List each line in the records that contains the word "point".

Collected data entries:
———
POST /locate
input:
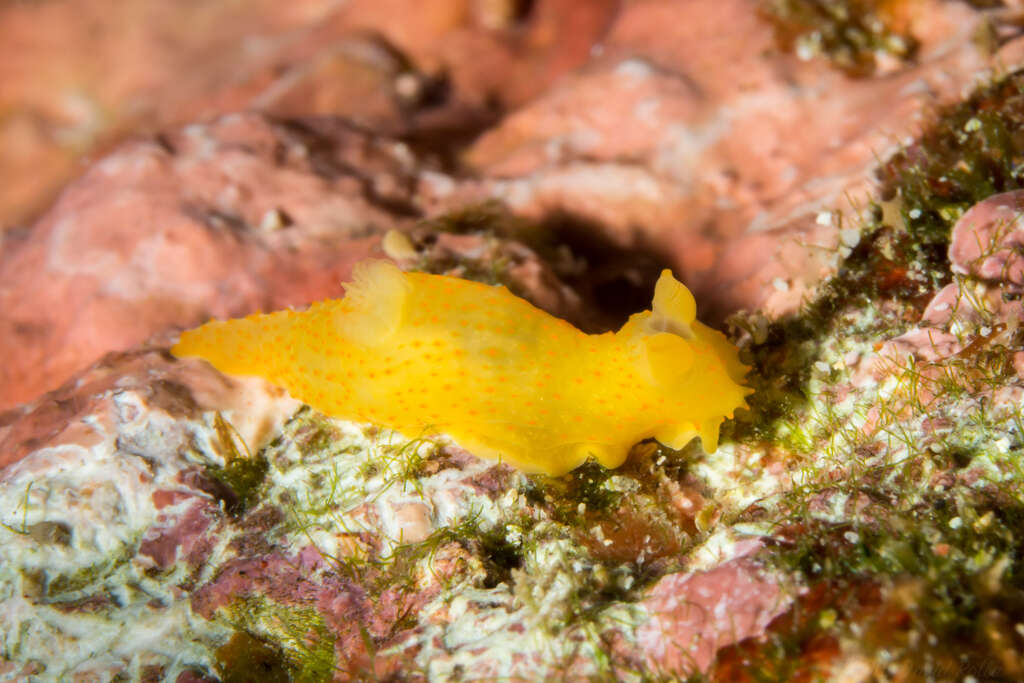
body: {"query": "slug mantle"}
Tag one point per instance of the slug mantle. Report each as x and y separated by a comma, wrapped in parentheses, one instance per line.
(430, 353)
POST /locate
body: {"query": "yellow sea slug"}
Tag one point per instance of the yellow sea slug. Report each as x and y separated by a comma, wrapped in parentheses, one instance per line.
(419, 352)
———
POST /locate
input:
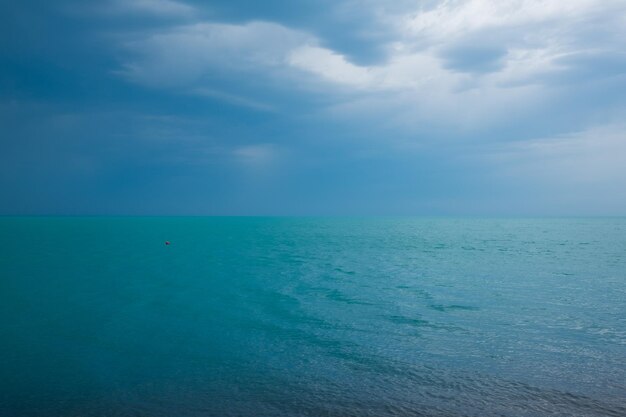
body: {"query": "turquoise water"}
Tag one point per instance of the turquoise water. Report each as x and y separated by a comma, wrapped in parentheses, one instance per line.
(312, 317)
———
Solution to this problem:
Tag one point per instance of the slug mantle. Report each as x and y separated by a comma, wrapped in parentheses, one instance per line.
Tag one point per instance of the yellow sea slug. Report each as x and y separated by a comma, wrapped in parentheses, one instance per line.
Tag one point per instance of the turquoise water. Report each as x and y separated by a comma, wrapped in parentheses, one instance per line.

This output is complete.